**WHAT IS BEING ASKED**
Leave out the pictures and return every entry exactly as it appears.

--- MATERIAL SUPPLIED ---

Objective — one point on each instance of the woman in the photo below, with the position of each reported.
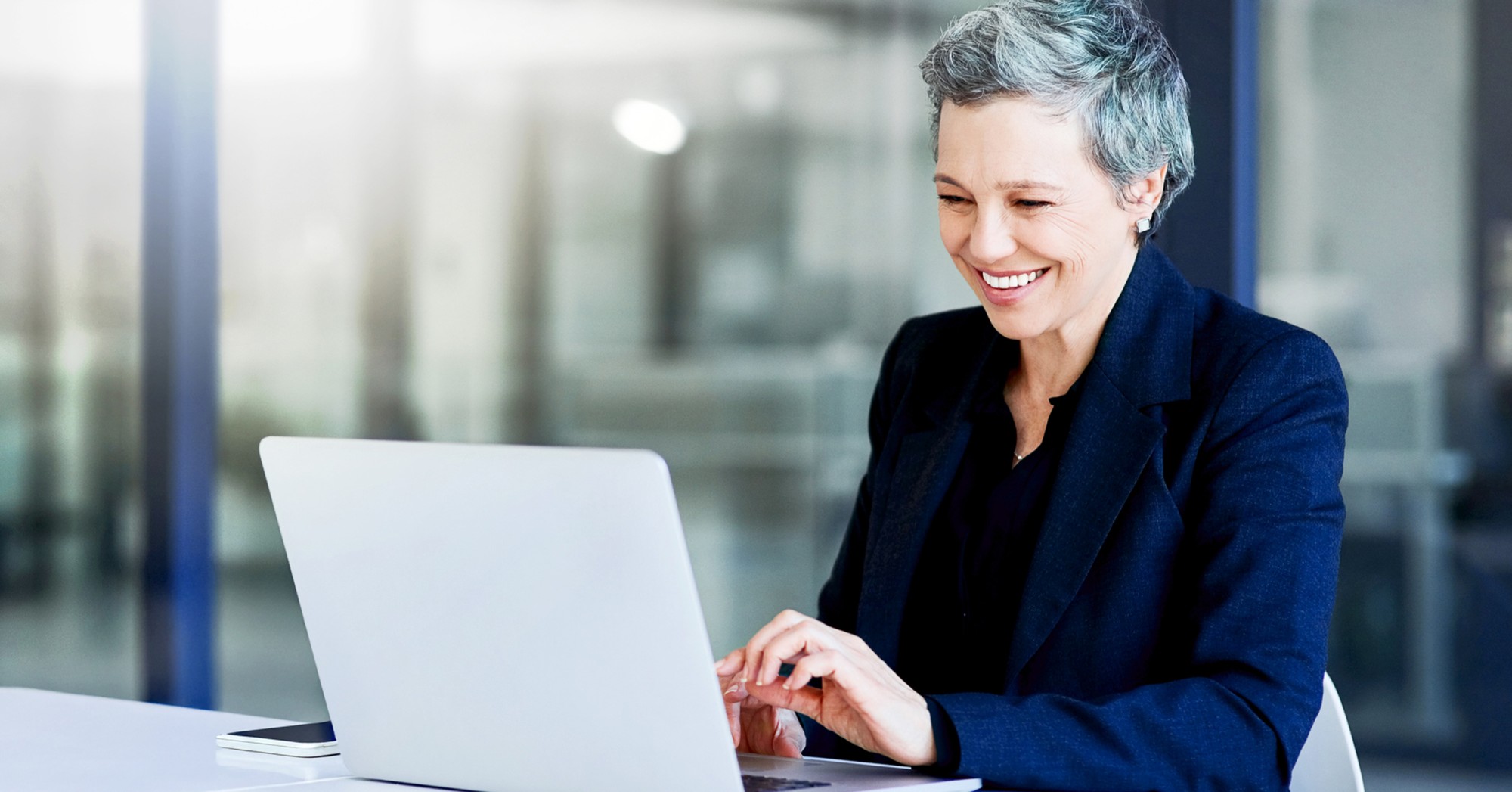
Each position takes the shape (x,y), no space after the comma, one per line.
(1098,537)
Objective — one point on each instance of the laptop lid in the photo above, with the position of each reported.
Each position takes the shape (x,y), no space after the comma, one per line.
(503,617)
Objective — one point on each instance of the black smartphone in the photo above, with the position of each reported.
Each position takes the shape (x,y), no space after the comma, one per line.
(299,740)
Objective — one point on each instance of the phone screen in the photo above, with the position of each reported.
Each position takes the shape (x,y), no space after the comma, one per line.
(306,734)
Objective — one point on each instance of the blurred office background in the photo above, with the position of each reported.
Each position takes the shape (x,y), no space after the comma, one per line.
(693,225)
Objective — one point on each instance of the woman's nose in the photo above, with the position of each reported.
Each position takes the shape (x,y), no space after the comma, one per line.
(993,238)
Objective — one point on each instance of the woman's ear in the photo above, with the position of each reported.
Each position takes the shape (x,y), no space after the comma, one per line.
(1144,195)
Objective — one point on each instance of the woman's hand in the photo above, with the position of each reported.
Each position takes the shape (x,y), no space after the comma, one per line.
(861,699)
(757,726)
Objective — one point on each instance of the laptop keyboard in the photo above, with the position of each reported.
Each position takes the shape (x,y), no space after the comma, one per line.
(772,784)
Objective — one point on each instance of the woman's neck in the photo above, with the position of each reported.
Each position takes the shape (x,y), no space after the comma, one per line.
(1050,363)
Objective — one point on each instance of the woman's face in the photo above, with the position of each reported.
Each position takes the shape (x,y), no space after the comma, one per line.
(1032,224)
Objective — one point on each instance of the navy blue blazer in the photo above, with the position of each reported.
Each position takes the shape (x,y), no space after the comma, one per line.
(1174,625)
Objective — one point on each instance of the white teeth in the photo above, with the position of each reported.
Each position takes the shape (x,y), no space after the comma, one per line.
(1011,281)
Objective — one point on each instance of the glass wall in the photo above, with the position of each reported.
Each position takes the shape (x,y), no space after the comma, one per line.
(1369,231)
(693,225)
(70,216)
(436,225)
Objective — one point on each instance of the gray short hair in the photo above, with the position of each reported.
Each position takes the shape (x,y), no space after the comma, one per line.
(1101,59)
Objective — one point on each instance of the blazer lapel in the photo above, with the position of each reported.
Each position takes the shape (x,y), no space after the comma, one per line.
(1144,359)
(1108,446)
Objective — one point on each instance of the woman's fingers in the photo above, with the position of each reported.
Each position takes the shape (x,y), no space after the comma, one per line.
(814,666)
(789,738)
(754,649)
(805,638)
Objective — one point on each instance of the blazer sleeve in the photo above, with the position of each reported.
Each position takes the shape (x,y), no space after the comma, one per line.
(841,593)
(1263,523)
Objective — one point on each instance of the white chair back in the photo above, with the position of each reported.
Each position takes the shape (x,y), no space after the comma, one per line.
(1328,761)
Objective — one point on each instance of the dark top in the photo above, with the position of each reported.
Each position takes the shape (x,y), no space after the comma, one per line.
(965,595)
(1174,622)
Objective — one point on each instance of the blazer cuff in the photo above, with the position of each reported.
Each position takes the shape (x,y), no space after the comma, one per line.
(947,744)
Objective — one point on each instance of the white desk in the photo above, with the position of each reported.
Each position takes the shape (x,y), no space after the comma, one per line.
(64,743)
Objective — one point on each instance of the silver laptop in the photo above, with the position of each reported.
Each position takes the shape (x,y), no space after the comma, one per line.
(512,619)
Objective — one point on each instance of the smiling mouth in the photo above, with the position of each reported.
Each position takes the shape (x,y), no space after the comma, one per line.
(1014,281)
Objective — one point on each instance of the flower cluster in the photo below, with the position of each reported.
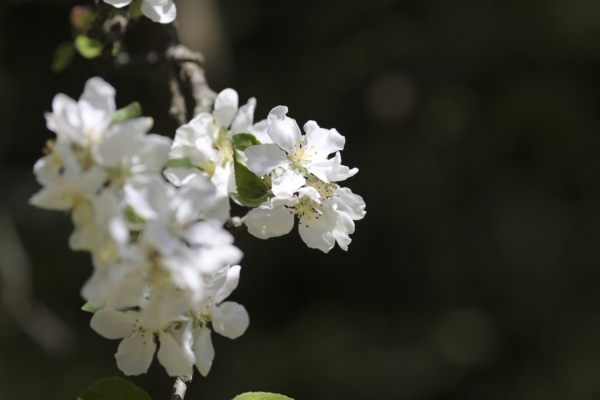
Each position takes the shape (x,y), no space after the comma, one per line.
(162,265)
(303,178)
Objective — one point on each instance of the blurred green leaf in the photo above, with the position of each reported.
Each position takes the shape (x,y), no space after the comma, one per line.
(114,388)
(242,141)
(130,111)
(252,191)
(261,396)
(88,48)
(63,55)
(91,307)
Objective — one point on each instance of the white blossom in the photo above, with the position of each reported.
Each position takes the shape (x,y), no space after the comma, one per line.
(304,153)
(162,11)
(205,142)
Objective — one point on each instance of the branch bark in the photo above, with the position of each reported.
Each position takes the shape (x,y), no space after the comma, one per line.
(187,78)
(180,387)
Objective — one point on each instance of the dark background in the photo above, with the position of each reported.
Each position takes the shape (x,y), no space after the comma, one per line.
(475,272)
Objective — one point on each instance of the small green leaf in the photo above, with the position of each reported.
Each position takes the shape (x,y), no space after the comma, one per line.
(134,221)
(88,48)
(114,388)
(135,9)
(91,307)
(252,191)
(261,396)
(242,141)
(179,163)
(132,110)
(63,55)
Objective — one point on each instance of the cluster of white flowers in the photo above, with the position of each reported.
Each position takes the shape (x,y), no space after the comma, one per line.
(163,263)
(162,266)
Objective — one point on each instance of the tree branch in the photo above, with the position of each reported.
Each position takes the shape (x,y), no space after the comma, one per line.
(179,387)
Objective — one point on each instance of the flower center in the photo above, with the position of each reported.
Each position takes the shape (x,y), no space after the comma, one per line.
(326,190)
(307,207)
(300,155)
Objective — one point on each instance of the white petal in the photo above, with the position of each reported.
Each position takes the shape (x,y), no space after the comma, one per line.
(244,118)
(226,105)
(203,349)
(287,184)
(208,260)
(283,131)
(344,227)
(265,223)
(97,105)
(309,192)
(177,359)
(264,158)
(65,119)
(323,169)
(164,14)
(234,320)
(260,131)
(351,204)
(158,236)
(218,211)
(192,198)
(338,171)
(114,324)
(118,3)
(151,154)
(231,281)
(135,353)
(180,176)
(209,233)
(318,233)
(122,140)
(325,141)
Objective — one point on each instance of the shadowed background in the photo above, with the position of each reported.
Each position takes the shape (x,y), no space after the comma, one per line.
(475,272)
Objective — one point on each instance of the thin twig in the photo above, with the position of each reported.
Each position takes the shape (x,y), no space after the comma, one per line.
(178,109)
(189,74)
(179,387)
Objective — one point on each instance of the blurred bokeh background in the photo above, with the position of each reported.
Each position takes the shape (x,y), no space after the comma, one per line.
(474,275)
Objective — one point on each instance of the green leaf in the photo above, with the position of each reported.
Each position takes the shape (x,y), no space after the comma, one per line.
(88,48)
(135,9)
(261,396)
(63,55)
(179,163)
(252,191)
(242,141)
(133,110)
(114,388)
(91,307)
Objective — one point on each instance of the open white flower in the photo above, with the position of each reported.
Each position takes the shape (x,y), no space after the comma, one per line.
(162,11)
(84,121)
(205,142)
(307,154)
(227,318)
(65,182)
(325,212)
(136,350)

---

**EXPECTED OUTPUT**
Objective — one point on each instance of the woman in the photo below, with the position of each reported.
Each position takes the shape (x,y), no space after the comma, one per line.
(1098,537)
Objective — one point on each instance of the laptop lid in the photo above, with the position of each reported.
Each position takes the shape (x,y), no space after the comma, one per line.
(503,617)
Objective — one point on each instance of the black smartphone in the photo above, with the position of each reported.
Each position takes the shape (x,y), no space after the comma, one per line.
(299,740)
Objective — one point on each instance of the phone screen in the photo above, with the position of each reported.
Each position takes the shape (x,y), no space after the comma, one per line.
(306,734)
Objective — one point on each instance of the blurred office background in the photo above, with the position of each reported.
Each position takes the shape (x,y), no space after the comma, one per line.
(693,225)
Objective — one point on each instance of the woman's nose in the photo above, with the position of each reported.
Each position takes the shape (x,y), no space after the comma, one per line.
(993,238)
Objective — one point on each instance of the woman's ear in the photo above, with the position of each reported.
Each position takes the shape (x,y), no space after the comma, one per line.
(1144,195)
Objective — one point on each instance of the woman's hand in the photo above, with the position of each reported.
Each position takes the shape (x,y), no space after the comma, one per line.
(861,699)
(757,726)
Objective — one point on each instance of the laptop keyboard in the photo above, with the position of each reported.
Each position takes the shape (x,y), no space after the comma, one per line.
(772,784)
Objective — one point on each instance of the woman's neck in the photo above, with the position of each reported.
Each position takes the shape (x,y), no space after the comma, one per line.
(1050,363)
Objective — one point on each instance of the woman's face in the photo above, with the position of each reported.
Each position takes the shape (x,y), no space after the comma, one per line.
(1032,224)
Objective — one point on each instance of the navy blue blazer in the photo above, with the position of each reported.
Each position takes the shape (x,y), no space after the comma, one per line.
(1174,625)
Objective — one point on each instance of the white teeth in the photo above, with the position of each reported.
Each position takes the shape (x,y), no space after the comma, one per line.
(1011,281)
Objective — one point on each instance of the glass wall in the photo above, with the position of each reported.
Each position takes the shape (x,y), no space after the comma, one per line.
(1369,231)
(693,225)
(70,216)
(436,225)
Objective — one point on each instance of the gray short hair in the photo above, with the position of each reported.
Each position takes the shape (x,y), no space after the comma, one per line.
(1101,59)
Objective — one point on each instance of the blazer lapel in the photo above, with the position of each reported.
Each position takes the shape (x,y), no space after the comma, one per line.
(1144,359)
(1108,446)
Objective — one point on each instance of the woman's fingers in the photo above, with the position of each reported.
Each position takes the shape (x,y), no space after the comma, one per line.
(814,666)
(789,738)
(754,649)
(805,638)
Objective — one point on each instance of the blazer sleeve in the photo above, with the position of each reported.
Each position takes the shape (x,y), no space after the comma, one per line.
(841,593)
(1263,523)
Objective — one point on each instance of the white chair back in the photo above, with the position of each reported.
Each position takes the shape (x,y), no space after the comma, one per line.
(1328,761)
Objective — one point on each instance of the dark top in the photo above, with the position of each reported.
Each position takes the shape (x,y), no space after the comma, one per line.
(965,595)
(1174,622)
Objective — one point on each instance of the blazer cuff in the photo above, with the position of each reported.
Each position takes the shape (x,y), no space after the comma, one per line.
(947,744)
Objective — one point on each instance of the white desk in the photo above, with the position of each reported.
Each position takes the shape (x,y), no space after the comma, one per line.
(64,743)
Objective — one point on each instance of the silver laptop in the photo above, with the position of each reported.
Each position takes the shape (x,y), no space after the comma, one per line.
(512,619)
Objective — one point on each instance of the smiling mouth in the photo above, with the position of each reported.
Each position takes the shape (x,y), no space after the comma, one per line.
(1014,281)
Objective — one point on each instance of the flower cluster in the photo below, with the position of each reported.
Each position takes the shape (x,y), no space after the comma, one per line.
(162,265)
(303,178)
Objective — one point on each instance of the blurred green leaf in the photo above, with the position of each reported.
Each position takes the shape (x,y), no space after the comma, one per line.
(114,388)
(242,141)
(130,111)
(252,191)
(261,396)
(88,48)
(63,55)
(91,307)
Objective — one point on each instance of the white blossom in the photo above, with the position of each reported.
Each position takes the shape (x,y), no space after the comma, one per line.
(304,153)
(162,11)
(205,142)
Objective — one point on each instance of the branch bark in the photo above, with the position of each reported.
Each position takes the shape (x,y), no space after the comma, one per line.
(187,78)
(180,387)
Objective — one point on each instance of the dark background in the photo above, with the position of each reported.
Each position takes the shape (x,y), no space after the comma, one per line.
(475,272)
Objective — one point on each instance of the small green leaf in the photo above, with the position of each reported.
Each position takes the shape (x,y), no space after the comma, one per line.
(134,221)
(88,48)
(114,388)
(135,9)
(91,307)
(252,191)
(261,396)
(242,141)
(179,163)
(132,110)
(63,55)
Objective — one point on each instance of the cluster of white flowers in the photo above, with the position of each reported.
Each position takes the shape (x,y), no space after the comma, one per line.
(163,263)
(162,266)
Objective — one point on each instance of the tree branch in the photo above, with the position of each reported.
Each position takes the shape (x,y), no space after the comma, one per line.
(179,387)
Objective — one point on each instance of the flower center in the photo above, with the position of each reported.
Each position takes the shape (x,y), no space after the comma, one per line.
(326,190)
(307,207)
(300,155)
Objective — one point on each instance of the white petal in the photo above, with the position of each reported.
Each position takes the shape (x,y), no space after the comma, one per line.
(244,118)
(226,105)
(203,349)
(287,184)
(208,260)
(283,131)
(344,227)
(265,223)
(97,105)
(309,192)
(177,359)
(264,158)
(65,119)
(323,169)
(164,14)
(234,320)
(260,131)
(351,204)
(158,236)
(218,211)
(192,198)
(338,171)
(114,324)
(118,3)
(151,154)
(231,281)
(135,353)
(180,176)
(209,233)
(318,233)
(122,140)
(325,141)
Objective — one point on each instance of the shadowed background in the photo above, with the position of each reported.
Each position takes the shape (x,y), no space after the comma, one per line.
(475,272)
Objective — one point on each instance of the thin twig in the photo above, with the position of each reported.
Each position takes the shape (x,y), no space after the comma, one per line.
(178,109)
(189,74)
(179,387)
Objective — one point on each instance of the blurred bokeh background in the photo above, with the position of each reported.
Each position takes the shape (x,y), no space after the comma, one per line.
(474,275)
Objective — one point on each instance of the green leaf in the photo above, with the position of each reported.
Each position takes the shape (x,y), no space after the comma, one per line.
(88,48)
(135,9)
(261,396)
(63,55)
(179,163)
(252,191)
(242,141)
(133,110)
(114,388)
(91,307)
Objective — one point on each instance of the open white flower in the photo above, with the position of each reported.
Each position takes the shape (x,y), no space after the comma, one per line.
(162,11)
(84,121)
(205,142)
(307,154)
(227,318)
(65,182)
(325,212)
(136,350)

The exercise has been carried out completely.